[What this task involves]
Could you rewrite the listing below with every "Whereabouts in this drawing" swapped for "Where in this image" and nothing else altered?
* START Records shown *
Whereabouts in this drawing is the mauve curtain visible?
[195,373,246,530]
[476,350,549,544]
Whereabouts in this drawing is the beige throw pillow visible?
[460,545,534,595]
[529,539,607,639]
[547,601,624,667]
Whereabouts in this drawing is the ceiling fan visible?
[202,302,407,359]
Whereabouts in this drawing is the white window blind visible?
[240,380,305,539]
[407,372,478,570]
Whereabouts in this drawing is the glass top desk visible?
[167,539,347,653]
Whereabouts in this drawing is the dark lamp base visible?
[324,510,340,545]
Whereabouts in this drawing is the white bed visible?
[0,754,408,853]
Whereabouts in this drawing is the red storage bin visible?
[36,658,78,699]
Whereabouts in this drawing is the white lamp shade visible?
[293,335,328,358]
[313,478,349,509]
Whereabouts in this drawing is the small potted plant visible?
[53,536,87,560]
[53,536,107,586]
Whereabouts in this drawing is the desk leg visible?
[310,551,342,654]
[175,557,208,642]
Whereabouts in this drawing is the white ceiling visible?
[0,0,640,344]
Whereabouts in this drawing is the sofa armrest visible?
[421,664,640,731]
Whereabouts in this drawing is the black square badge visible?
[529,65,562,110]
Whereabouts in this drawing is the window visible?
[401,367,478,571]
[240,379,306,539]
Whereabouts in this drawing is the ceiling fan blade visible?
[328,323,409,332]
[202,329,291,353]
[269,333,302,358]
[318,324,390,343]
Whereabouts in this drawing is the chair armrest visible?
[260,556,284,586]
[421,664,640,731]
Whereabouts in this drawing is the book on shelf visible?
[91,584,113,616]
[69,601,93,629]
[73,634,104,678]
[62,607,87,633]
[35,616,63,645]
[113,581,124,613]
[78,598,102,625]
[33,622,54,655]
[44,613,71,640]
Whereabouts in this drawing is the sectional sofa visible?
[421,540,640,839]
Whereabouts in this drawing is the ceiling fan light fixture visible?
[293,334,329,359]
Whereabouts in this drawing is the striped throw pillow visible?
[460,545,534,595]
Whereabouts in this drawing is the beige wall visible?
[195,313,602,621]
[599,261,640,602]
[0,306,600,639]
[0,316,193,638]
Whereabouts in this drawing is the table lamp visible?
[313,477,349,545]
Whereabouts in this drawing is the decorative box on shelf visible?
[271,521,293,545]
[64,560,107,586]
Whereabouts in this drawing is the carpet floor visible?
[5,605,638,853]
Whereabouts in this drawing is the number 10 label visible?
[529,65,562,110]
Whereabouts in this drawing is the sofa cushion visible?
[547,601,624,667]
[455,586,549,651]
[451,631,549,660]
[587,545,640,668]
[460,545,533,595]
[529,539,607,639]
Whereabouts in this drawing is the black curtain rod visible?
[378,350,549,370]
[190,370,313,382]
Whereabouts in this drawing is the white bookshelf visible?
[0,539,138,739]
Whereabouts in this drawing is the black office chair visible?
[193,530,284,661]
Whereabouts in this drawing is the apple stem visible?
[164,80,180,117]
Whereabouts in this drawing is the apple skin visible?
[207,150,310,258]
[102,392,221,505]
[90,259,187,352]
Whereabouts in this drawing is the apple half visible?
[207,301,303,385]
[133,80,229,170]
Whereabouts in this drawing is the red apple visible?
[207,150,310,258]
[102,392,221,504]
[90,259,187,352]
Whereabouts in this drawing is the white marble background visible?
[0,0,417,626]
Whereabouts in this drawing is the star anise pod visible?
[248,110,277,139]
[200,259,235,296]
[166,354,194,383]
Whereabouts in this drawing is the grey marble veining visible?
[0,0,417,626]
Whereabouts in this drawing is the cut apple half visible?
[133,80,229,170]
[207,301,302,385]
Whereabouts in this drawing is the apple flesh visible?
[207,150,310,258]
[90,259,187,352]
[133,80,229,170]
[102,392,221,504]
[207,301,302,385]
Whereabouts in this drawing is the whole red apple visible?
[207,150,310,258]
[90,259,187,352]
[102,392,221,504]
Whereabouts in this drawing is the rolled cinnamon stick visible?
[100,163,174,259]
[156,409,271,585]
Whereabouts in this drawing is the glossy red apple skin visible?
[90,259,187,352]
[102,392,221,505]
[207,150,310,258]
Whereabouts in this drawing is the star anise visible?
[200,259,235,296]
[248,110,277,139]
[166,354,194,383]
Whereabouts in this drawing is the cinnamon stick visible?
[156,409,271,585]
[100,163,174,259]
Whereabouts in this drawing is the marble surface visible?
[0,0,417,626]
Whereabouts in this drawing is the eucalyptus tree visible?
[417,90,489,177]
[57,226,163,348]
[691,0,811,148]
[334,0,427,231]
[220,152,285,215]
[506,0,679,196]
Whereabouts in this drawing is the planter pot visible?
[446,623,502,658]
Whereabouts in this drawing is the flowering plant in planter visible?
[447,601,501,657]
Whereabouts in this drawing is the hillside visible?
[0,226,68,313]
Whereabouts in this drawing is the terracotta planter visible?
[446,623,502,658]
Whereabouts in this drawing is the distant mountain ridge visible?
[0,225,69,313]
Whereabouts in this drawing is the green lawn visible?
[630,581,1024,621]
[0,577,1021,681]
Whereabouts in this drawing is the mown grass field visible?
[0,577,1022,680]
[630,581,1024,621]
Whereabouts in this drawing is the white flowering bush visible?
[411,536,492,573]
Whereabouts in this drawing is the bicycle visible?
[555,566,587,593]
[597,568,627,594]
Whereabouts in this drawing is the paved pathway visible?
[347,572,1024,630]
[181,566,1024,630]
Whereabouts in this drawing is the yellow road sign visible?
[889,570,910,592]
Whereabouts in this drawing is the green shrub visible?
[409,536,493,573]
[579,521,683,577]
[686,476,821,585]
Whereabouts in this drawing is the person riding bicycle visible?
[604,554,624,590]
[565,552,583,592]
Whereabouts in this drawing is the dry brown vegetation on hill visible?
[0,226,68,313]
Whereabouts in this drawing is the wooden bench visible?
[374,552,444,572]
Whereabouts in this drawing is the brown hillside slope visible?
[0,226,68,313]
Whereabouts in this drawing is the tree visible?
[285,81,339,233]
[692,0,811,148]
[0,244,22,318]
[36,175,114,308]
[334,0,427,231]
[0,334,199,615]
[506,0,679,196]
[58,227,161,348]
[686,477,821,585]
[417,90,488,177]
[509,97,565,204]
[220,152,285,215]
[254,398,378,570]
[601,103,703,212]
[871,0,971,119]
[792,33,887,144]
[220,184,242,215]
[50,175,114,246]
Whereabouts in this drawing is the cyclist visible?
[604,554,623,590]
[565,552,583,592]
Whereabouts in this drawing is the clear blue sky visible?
* END Records shown *
[Task output]
Where in this image is the mauve curtain visible?
[195,373,246,530]
[476,350,549,544]
Where in this image is the beige throw pillow visible?
[460,545,534,595]
[529,539,607,639]
[547,601,624,667]
Where in this image is the ceiling fan visible?
[202,302,407,359]
Where in this image is the white window blind visible?
[240,380,305,539]
[407,372,478,570]
Where in this image is the glass top desk visible?
[167,539,347,653]
Where in this image is the dark lamp base visible?
[324,510,340,545]
Where in this image is the white bed visible?
[0,754,408,853]
Where in this image is the red storage bin visible?
[36,658,78,699]
Where in this image is the white lamp shade visible?
[293,335,328,358]
[313,478,349,509]
Where in this image is the small potted plant visible?
[53,536,87,560]
[53,536,107,586]
Where in this image is the desk leg visible?
[310,551,342,654]
[175,557,208,642]
Where in this image is the white ceiling visible?
[0,0,640,344]
Where in this image is the sofa armrest visible?
[421,664,640,731]
Where in this image is the black square badge visible?
[529,65,562,110]
Where in this image is the window visible?
[401,367,478,571]
[240,379,306,539]
Where in this image is the ceiling fan blade visible?
[328,323,409,332]
[202,329,291,353]
[269,333,302,358]
[318,324,390,343]
Where in this image is the chair armrest visible?
[260,556,284,586]
[421,664,640,731]
Where in this image is the book on shelf visible?
[91,584,113,616]
[69,601,93,629]
[73,634,104,678]
[62,607,87,633]
[35,616,63,645]
[113,581,124,613]
[78,598,102,625]
[33,622,54,655]
[44,613,71,640]
Where in this image is the sectional sofa visible?
[421,540,640,839]
Where in this image is the ceiling fan light fixture visible?
[293,334,329,359]
Where in this image is the striped throw pillow visible?
[460,545,534,595]
Where in this image is the beige wall visible?
[195,313,602,621]
[599,261,640,602]
[0,306,600,639]
[0,316,193,638]
Where in this image is the table lamp visible?
[313,477,349,545]
Where in this image is the decorative box on shelf visible?
[271,521,293,545]
[64,560,107,586]
Where in this image is the carpet floor visible?
[5,605,638,853]
Where in this image is the number 10 label visible?
[529,65,562,110]
Where in this image is the sofa cushion visible?
[547,601,624,667]
[455,586,549,651]
[451,631,549,660]
[587,545,640,668]
[460,545,533,595]
[529,539,607,639]
Where in this image is the black curtain rod visible?
[378,350,549,370]
[190,370,313,382]
Where in this image is the white bookshelf visible?
[0,539,138,739]
Where in this image is the black office chair visible?
[193,530,284,661]
Where in this image is the apple stem visible?
[164,80,180,117]
Where in this image is the apple skin visible?
[207,150,310,258]
[102,392,221,505]
[90,259,187,352]
Where in this image is the apple half visible?
[207,301,303,385]
[133,80,229,170]
Where in this image is the red apple visible?
[207,150,310,258]
[102,392,221,504]
[90,259,187,352]
Where in this image is the white marble background visible?
[0,0,417,626]
Where in this image is the star anise pod visible?
[248,110,277,139]
[200,259,235,296]
[166,354,194,383]
Where in this image is the grey marble veining visible?
[0,0,417,626]
Where in this image is the cut apple half visible?
[133,80,229,170]
[207,301,302,385]
Where in this image is the apple flesh visible?
[207,150,310,258]
[90,259,187,352]
[133,80,229,170]
[102,392,221,504]
[207,301,302,385]
Where in this image is the whole red apple visible?
[207,150,310,258]
[90,259,187,352]
[102,392,221,504]
Where in this image is the rolled cinnamon stick visible?
[100,163,174,259]
[156,409,271,585]
Where in this image is the glossy red apple skin visible?
[90,259,187,352]
[102,392,221,505]
[207,150,310,258]
Where in this image is the star anise visible?
[200,259,235,296]
[248,110,277,139]
[166,354,194,383]
Where in this image is the cinnamon stick visible?
[156,409,271,585]
[100,163,174,259]
Where in this image is the marble surface visible?
[0,0,417,626]
Where in this image is the eucalyptus tree visible?
[417,90,489,177]
[57,226,163,348]
[691,0,811,148]
[334,0,427,231]
[220,152,285,215]
[506,0,679,196]
Where in this image is the planter pot visible?
[446,623,502,658]
Where in this image is the flowering plant in planter visible?
[447,601,501,657]
Where in this image is the hillside visible?
[0,226,68,313]
Where in this image is the terracotta planter visible?
[446,623,502,658]
Where in this image is the distant mountain ridge visible?
[0,225,69,313]
Where in this image is the green lawn visible?
[630,581,1024,621]
[0,577,1021,681]
Where in this image is the mown grass field visible?
[0,577,1022,680]
[630,581,1024,621]
Where in this image is the white flowering bush visible?
[411,536,492,573]
Where in this image is the bicycle visible?
[555,566,587,593]
[597,568,627,594]
Where in this image is the paved pathway visible?
[347,572,1024,630]
[181,566,1024,630]
Where in this image is the yellow road sign visible?
[889,570,910,592]
Where in this image is the green shrub visible?
[409,536,493,573]
[579,521,683,577]
[686,476,821,585]
Where in this image is the person riding bicycle visible?
[604,554,624,590]
[565,552,583,592]
Where in this image is the dry brown vegetation on hill visible?
[0,226,68,313]
Where in this image is the wooden bench visible?
[374,552,444,572]
Where in this image is the brown hillside slope visible?
[0,226,68,313]
Where in this image is the tree visible?
[285,81,339,233]
[692,0,811,148]
[0,244,22,318]
[36,175,114,308]
[334,0,427,231]
[0,334,199,615]
[506,0,679,196]
[58,227,161,348]
[686,477,821,585]
[417,90,488,177]
[509,97,565,204]
[220,152,285,215]
[254,398,378,570]
[601,103,703,212]
[871,0,971,119]
[792,33,887,144]
[220,184,242,215]
[50,175,114,246]
Where in this image is the cyclist visible?
[604,554,623,590]
[565,552,583,592]
Where in this image is the clear blue sky visible?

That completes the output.